» **Problems**
• A. List every acronym that appears in the text about architectural forms.
• B. Rewrite the passage of the text about architectural forms from "Architectural forms give" to "in MathML theorems.", putting "schema" in place of "DTD".

» **Given text**

= = = = =

Architectural forms give you that.
> I want to write a scientific research paper quickly.
The key word here is *quickly*. Architectural forms don't give you that.
> It should be *possible* to create a DTD to which such a document
> complies, but I am not as interested in automatic validation of a
> namespace document. The interrelational issues are, I think, too
> complex to solve; in the example above, I would need to change the
> text-containing HTML elements' content models to include chemical and
> mathematical markup, and maybe allow HTML markup in MathML theorems.
> Pushing selected information into the content models is too ugly.
These issues are not complex at all.

= = = = =

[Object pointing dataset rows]

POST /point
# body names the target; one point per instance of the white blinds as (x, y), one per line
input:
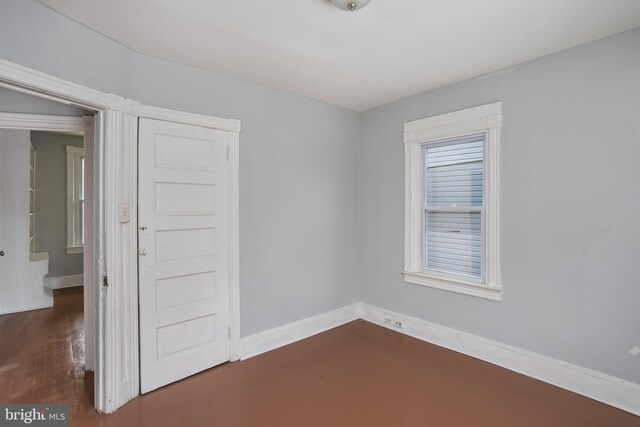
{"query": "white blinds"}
(453, 195)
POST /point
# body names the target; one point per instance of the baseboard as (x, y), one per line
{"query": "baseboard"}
(64, 281)
(271, 339)
(47, 304)
(593, 384)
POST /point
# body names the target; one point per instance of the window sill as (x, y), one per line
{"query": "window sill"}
(493, 293)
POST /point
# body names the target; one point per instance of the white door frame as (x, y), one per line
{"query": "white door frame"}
(117, 370)
(77, 126)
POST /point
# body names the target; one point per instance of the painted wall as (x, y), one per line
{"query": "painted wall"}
(570, 199)
(570, 206)
(51, 201)
(12, 101)
(21, 281)
(298, 157)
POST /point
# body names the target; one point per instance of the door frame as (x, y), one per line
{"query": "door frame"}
(76, 126)
(117, 369)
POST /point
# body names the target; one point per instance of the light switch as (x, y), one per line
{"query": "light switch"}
(123, 213)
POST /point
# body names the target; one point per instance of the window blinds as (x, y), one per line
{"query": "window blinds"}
(453, 216)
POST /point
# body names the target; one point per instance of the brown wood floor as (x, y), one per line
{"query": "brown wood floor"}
(355, 375)
(42, 354)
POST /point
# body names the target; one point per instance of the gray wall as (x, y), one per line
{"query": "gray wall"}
(298, 180)
(570, 206)
(12, 101)
(322, 211)
(51, 201)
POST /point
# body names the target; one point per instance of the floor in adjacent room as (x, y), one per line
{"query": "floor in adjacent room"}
(358, 374)
(42, 354)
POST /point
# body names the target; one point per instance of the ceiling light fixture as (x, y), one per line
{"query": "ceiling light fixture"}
(350, 5)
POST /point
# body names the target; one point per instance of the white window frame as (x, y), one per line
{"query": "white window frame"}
(485, 120)
(74, 210)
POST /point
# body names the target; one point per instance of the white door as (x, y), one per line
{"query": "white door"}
(184, 251)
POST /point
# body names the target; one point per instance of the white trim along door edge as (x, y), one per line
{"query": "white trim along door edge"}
(117, 376)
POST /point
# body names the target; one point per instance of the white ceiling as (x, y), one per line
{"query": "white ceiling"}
(389, 50)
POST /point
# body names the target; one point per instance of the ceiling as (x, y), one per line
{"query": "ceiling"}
(389, 50)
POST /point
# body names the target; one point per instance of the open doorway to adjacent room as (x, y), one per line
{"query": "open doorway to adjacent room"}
(46, 308)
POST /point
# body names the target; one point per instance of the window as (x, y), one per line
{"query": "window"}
(75, 199)
(452, 201)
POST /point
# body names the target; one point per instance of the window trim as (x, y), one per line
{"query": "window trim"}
(484, 119)
(74, 224)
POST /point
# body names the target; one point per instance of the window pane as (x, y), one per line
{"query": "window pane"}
(454, 173)
(454, 242)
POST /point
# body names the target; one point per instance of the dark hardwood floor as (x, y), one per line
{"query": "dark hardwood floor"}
(355, 375)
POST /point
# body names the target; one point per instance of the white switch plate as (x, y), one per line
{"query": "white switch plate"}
(123, 213)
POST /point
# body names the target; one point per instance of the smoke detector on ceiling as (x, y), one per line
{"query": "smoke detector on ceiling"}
(350, 5)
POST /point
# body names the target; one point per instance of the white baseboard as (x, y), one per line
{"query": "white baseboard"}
(593, 384)
(44, 304)
(64, 281)
(605, 388)
(271, 339)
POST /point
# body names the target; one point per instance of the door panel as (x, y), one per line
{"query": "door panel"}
(184, 277)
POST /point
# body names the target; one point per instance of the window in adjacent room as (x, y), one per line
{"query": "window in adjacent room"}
(452, 201)
(75, 199)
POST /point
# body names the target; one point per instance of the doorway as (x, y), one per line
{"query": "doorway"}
(115, 236)
(46, 309)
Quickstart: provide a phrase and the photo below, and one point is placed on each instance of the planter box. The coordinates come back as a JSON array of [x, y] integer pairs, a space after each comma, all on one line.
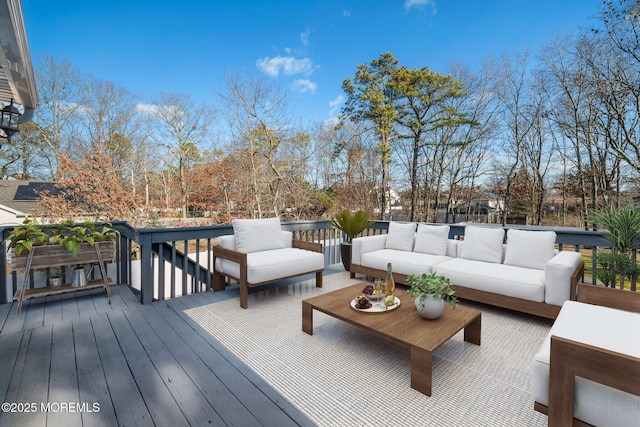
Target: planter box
[[58, 255], [40, 257]]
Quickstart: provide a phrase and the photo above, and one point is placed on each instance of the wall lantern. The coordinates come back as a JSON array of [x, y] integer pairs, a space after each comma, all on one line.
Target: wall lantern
[[9, 120]]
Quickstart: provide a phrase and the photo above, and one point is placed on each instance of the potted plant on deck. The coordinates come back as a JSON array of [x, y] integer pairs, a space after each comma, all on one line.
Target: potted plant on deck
[[351, 226], [34, 246], [431, 292], [622, 230]]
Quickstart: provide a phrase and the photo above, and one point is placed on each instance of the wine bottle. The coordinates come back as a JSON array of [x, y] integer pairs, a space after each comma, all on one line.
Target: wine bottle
[[389, 288]]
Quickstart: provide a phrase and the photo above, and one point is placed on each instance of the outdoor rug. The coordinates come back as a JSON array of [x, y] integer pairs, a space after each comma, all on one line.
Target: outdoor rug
[[345, 376]]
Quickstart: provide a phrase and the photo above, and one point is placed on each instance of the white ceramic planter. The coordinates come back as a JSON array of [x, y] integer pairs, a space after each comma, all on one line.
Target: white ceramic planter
[[433, 307]]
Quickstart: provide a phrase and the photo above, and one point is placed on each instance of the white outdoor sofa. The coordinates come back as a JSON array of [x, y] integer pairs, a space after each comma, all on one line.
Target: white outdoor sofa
[[587, 371], [526, 274], [260, 252]]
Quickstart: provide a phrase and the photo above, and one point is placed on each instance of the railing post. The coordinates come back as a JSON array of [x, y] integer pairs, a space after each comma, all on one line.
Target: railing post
[[124, 259], [146, 269], [4, 283]]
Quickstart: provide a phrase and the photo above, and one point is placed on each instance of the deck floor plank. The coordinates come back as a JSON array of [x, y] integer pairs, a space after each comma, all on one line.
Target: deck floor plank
[[52, 310], [34, 313], [188, 397], [5, 311], [158, 400], [13, 392], [63, 378], [127, 401], [220, 397], [274, 409], [92, 383], [69, 307], [142, 364], [35, 378], [9, 350]]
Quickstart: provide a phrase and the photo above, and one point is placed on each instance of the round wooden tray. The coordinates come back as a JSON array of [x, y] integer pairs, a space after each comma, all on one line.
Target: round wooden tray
[[375, 308]]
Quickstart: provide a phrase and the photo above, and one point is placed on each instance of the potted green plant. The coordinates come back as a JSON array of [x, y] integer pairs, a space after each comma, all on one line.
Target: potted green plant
[[622, 230], [60, 244], [431, 292], [351, 226]]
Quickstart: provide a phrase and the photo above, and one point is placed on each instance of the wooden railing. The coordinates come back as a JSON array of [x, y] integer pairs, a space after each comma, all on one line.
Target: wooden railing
[[170, 262]]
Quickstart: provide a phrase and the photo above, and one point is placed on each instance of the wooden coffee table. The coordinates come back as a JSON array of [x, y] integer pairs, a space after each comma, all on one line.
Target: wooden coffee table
[[403, 326]]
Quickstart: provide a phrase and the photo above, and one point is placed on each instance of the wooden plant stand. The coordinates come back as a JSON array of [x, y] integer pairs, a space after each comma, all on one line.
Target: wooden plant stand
[[58, 256]]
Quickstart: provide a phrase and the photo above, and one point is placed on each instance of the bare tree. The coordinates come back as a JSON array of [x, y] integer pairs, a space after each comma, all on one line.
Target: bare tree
[[59, 89], [181, 128], [263, 136]]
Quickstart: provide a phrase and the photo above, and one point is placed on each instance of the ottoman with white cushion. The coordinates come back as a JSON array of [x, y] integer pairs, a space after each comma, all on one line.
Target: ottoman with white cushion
[[605, 328]]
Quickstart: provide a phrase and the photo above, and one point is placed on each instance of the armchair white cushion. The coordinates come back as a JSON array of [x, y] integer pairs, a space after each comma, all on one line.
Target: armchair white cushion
[[259, 252], [254, 235]]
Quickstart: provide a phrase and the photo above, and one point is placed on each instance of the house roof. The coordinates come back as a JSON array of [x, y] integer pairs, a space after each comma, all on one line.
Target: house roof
[[16, 71], [21, 195]]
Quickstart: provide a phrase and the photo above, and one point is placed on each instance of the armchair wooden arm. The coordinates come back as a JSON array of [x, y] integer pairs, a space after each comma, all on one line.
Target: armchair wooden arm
[[609, 297], [570, 359]]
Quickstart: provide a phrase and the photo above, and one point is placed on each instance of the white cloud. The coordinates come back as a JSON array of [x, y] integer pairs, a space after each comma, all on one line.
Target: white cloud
[[421, 5], [304, 37], [304, 86], [287, 65]]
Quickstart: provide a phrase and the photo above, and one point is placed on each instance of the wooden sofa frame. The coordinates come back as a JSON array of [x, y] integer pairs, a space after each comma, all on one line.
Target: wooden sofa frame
[[241, 258], [541, 309], [569, 359]]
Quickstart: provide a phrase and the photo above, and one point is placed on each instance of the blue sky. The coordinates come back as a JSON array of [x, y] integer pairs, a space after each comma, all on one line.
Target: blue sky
[[154, 46]]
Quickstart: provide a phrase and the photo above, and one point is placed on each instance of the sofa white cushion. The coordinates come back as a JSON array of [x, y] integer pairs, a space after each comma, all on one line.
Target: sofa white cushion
[[400, 236], [265, 266], [497, 278], [603, 327], [530, 249], [254, 235], [482, 244], [559, 269], [432, 239], [403, 262]]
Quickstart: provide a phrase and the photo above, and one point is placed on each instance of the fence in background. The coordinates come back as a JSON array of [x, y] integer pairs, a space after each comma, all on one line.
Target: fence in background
[[170, 262]]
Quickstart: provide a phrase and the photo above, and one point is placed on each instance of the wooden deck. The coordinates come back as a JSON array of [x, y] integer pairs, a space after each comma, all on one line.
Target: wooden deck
[[73, 359]]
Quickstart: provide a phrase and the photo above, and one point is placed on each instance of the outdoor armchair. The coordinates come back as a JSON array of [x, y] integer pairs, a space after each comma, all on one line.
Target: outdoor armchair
[[259, 252]]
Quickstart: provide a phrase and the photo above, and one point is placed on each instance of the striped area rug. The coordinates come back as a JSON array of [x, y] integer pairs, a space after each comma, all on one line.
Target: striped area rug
[[344, 376]]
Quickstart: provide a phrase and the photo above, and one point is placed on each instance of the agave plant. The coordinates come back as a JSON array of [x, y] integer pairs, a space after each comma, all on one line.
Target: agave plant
[[622, 230], [351, 225]]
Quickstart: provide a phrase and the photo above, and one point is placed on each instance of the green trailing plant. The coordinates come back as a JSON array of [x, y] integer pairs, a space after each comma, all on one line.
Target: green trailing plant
[[26, 236], [351, 225], [68, 233], [431, 284], [622, 230]]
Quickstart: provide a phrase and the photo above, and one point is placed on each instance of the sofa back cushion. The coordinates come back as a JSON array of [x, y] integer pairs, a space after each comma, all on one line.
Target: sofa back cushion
[[255, 235], [482, 244], [529, 249], [432, 239], [400, 236]]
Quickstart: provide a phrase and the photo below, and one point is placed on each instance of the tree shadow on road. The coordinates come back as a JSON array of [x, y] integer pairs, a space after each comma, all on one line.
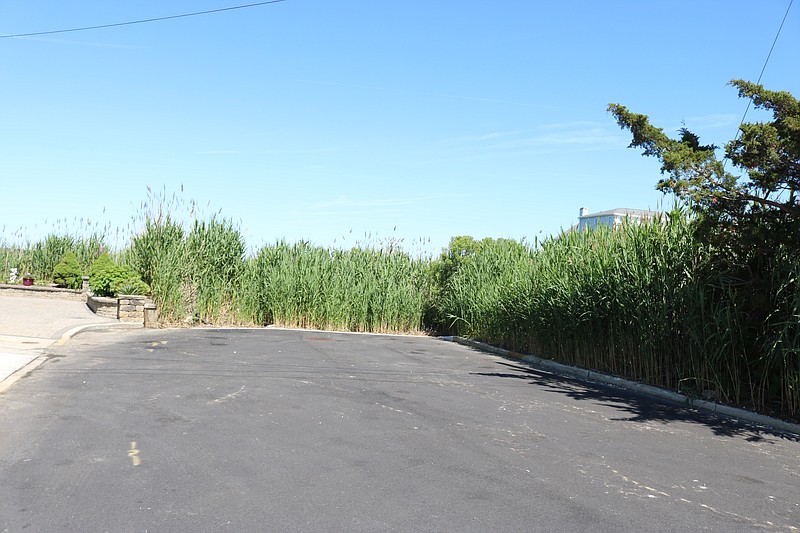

= = = = =

» **Solutions to each task**
• A. DTD, HTML, MathML

• B.
Architectural forms give you that.
> I want to write a scientific research paper quickly.
The key word here is *quickly*. Architectural forms don't give you that.
> It should be *possible* to create a schema to which such a document
> complies, but I am not as interested in automatic validation of a
> namespace document. The interrelational issues are, I think, too
> complex to solve; in the example above, I would need to change the
> text-containing HTML elements' content models to include chemical and
> mathematical markup, and maybe allow HTML markup in MathML theorems.